§ **SET PROBLEM**
Repeat, word for word, the line with "Please indicate the white flower" and each one after it to the end. No picture goes into the copy.
Start
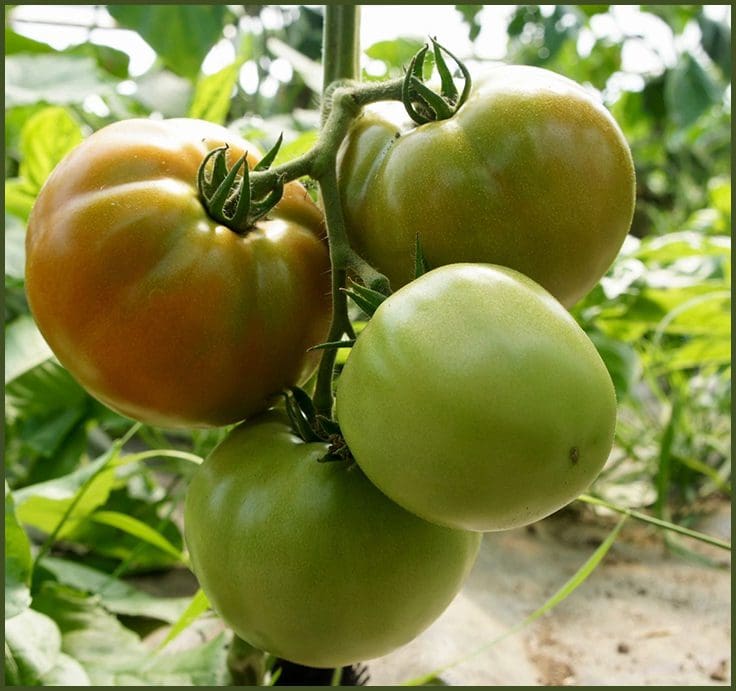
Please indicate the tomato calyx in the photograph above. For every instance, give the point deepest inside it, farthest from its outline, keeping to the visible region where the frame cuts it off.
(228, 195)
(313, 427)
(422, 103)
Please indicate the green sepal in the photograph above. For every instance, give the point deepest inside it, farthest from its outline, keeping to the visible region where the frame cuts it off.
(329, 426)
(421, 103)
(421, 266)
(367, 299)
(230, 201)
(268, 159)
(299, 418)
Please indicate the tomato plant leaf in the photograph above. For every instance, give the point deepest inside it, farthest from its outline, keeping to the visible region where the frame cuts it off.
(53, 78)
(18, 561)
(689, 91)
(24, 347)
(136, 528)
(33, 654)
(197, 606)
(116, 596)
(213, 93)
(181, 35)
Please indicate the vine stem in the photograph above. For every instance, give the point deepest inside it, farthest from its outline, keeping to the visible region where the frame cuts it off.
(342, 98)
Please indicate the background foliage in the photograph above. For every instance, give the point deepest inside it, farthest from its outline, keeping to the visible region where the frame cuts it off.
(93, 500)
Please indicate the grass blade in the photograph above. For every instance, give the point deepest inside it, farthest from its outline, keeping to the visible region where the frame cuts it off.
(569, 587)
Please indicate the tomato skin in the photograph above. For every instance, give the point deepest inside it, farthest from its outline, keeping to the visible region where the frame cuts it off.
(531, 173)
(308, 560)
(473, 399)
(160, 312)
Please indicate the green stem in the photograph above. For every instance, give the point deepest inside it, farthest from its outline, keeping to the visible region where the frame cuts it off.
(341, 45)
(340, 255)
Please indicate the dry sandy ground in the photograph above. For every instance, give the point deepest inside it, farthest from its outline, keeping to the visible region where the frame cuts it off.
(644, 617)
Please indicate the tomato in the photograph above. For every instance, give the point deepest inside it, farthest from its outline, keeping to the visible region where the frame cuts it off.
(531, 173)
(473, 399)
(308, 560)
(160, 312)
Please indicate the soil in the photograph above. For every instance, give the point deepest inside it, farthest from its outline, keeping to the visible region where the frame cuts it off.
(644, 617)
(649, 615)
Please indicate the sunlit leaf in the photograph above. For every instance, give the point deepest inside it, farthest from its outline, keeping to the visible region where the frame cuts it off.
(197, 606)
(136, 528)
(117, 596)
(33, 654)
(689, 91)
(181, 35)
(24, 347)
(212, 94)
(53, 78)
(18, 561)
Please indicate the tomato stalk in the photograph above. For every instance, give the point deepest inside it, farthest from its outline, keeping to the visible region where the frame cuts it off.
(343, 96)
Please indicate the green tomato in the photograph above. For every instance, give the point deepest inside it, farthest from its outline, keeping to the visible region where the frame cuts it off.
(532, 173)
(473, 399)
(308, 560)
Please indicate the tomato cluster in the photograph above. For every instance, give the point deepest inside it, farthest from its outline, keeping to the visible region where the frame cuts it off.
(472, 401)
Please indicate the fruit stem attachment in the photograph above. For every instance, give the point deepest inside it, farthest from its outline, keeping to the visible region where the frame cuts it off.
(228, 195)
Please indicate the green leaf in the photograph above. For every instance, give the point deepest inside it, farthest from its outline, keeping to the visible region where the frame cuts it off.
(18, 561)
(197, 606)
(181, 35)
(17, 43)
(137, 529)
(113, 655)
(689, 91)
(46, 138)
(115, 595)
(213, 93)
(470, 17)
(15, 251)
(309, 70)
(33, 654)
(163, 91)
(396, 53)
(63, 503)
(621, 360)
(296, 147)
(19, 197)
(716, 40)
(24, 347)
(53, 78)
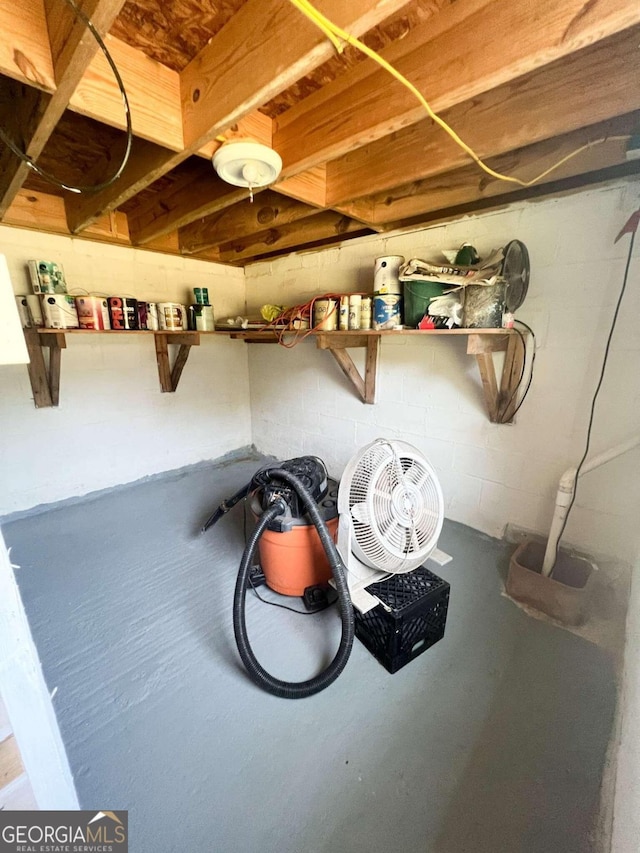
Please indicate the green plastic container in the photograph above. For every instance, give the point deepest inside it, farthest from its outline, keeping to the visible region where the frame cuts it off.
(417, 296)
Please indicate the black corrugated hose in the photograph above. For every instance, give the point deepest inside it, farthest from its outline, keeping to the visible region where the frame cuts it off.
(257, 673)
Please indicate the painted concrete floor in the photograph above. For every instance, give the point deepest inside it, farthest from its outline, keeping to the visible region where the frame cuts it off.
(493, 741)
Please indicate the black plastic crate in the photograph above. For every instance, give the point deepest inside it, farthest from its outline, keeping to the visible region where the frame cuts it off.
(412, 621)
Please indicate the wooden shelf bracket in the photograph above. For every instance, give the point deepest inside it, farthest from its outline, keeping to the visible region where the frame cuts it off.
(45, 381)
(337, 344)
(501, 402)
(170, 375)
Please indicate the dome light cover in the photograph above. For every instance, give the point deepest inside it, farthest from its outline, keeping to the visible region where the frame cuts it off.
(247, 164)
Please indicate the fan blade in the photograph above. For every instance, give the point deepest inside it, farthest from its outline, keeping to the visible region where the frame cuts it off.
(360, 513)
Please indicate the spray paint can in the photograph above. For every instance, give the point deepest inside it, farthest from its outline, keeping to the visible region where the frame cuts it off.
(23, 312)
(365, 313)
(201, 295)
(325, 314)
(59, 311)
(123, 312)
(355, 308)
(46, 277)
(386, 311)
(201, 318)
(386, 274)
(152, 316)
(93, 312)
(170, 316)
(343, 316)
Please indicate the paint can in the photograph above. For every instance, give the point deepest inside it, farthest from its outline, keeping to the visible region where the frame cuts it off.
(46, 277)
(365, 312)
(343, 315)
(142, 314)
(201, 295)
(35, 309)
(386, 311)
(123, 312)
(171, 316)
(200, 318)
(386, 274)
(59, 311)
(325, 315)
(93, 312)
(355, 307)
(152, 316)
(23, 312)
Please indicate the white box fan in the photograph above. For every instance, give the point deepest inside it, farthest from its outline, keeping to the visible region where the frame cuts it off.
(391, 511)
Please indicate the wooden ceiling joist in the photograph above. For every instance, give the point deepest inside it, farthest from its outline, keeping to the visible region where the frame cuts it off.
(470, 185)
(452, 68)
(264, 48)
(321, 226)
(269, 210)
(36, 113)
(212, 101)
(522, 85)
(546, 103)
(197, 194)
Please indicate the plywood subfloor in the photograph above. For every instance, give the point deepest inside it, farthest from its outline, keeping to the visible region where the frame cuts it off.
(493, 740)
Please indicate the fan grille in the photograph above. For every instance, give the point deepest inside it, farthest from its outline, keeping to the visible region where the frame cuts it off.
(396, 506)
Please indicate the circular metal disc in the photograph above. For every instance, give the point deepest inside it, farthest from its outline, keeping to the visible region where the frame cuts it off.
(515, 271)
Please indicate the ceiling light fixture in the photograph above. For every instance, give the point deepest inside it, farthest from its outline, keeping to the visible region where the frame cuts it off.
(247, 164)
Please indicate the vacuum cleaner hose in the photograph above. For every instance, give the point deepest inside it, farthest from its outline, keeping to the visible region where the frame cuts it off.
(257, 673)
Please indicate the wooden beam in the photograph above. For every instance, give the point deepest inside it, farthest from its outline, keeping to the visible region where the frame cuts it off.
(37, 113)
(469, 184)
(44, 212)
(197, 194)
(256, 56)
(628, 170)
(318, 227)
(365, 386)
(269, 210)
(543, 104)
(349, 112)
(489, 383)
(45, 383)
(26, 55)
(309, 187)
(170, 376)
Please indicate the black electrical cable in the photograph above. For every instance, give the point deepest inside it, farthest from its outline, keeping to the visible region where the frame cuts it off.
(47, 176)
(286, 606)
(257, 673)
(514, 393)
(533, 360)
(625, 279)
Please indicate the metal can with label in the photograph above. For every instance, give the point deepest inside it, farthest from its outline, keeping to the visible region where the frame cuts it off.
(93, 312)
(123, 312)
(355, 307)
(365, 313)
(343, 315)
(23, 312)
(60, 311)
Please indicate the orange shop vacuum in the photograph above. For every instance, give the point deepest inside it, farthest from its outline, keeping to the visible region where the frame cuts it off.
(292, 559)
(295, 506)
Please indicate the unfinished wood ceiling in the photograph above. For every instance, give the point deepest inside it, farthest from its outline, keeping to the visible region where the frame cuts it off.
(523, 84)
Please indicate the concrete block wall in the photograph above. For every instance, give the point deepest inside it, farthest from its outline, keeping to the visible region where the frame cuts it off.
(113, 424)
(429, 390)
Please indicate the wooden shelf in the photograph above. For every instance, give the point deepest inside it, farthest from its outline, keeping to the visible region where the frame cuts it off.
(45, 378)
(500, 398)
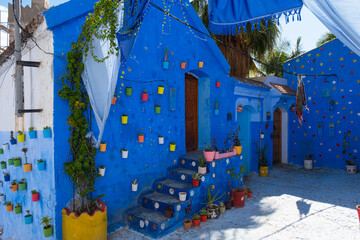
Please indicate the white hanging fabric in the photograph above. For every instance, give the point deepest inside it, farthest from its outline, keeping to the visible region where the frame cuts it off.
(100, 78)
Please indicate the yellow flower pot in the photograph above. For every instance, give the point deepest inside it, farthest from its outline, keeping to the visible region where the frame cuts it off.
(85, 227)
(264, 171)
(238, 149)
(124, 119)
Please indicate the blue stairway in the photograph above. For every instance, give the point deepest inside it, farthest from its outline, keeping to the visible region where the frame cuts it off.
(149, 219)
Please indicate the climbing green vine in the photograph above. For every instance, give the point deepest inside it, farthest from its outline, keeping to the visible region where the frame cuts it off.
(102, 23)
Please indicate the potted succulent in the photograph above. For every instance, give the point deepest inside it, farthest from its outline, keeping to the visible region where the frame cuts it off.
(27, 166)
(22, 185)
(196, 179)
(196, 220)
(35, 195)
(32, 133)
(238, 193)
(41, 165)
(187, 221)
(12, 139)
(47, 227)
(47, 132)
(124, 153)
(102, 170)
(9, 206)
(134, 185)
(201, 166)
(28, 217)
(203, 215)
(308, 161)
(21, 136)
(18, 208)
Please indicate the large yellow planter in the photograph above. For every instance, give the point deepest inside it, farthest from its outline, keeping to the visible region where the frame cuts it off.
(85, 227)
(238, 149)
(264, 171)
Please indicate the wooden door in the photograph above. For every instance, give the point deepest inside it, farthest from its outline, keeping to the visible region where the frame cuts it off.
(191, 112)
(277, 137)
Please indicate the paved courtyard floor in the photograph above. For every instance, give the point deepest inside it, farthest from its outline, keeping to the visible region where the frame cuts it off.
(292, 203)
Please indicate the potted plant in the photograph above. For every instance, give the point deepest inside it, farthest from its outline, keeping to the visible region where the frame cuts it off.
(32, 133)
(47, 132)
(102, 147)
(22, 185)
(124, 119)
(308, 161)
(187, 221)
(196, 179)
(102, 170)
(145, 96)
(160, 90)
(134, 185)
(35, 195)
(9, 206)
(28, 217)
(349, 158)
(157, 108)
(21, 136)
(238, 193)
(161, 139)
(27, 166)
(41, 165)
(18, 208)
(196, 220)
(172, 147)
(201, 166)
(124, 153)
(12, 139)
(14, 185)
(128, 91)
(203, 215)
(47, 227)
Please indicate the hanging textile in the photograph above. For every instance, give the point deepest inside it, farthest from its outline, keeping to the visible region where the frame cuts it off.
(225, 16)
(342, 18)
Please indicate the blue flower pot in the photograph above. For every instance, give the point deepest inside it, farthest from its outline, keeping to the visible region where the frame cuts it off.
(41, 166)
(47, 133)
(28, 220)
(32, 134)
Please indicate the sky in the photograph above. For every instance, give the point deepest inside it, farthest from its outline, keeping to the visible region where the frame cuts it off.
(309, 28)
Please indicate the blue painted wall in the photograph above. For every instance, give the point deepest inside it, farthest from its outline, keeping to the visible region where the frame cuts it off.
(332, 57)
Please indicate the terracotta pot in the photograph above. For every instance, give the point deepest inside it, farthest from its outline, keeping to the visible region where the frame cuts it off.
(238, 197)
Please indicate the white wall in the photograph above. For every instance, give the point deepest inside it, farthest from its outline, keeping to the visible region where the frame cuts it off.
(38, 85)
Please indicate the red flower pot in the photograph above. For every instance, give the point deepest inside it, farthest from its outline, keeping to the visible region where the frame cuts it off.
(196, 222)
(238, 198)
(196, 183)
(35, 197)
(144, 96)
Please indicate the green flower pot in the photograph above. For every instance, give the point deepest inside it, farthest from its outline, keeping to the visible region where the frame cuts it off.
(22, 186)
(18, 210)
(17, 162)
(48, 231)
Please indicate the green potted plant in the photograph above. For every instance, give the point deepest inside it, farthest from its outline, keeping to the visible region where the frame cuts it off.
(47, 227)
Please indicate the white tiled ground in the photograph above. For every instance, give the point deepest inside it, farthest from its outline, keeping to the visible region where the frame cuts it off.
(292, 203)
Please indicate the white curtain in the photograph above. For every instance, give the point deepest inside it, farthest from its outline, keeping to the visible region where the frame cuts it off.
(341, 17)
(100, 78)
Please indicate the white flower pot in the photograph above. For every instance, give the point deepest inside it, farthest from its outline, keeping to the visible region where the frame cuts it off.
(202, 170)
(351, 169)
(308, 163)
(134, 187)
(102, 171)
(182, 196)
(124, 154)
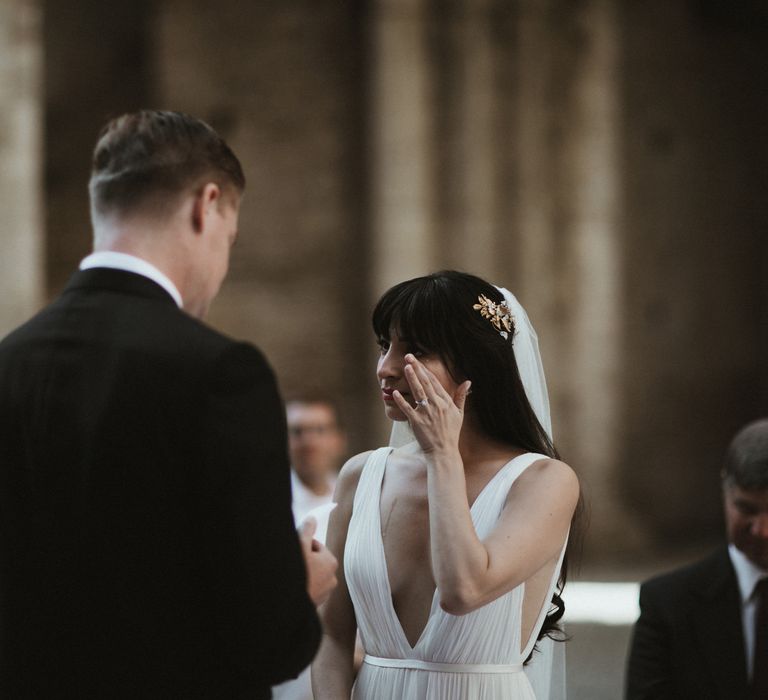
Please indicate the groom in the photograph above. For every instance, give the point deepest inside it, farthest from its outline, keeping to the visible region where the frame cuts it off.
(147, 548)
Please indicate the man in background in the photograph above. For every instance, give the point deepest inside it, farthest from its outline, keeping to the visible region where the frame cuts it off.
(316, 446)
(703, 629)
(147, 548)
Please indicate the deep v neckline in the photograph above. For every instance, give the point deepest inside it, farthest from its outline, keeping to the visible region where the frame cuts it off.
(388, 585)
End
§ **OUTPUT BELOW**
Please indicate the white flower pot in the photograph above. For every instance, give the point deepest inside it, farthest from its outline, keeping to the visible region where the frame cuts it off.
(202, 170)
(351, 169)
(308, 163)
(134, 187)
(102, 171)
(182, 196)
(124, 154)
Please indicate the groom in the photograph above. For every instance, give the point deepest inside it, farthest from its outline, keeping to the visible region where the frame cuts it off.
(147, 548)
Please indicate the man in background in the photograph above. For every instance, give the point deepest inside it, farthest from its outline, keeping to the visible region where the frame cuts it off.
(316, 446)
(703, 629)
(147, 548)
Please indicate the deep v neckline in the photograph above. For every instance, give the point deepest inside it, farthest from its outline, keeping to the visible region where the frame cuts it off.
(388, 585)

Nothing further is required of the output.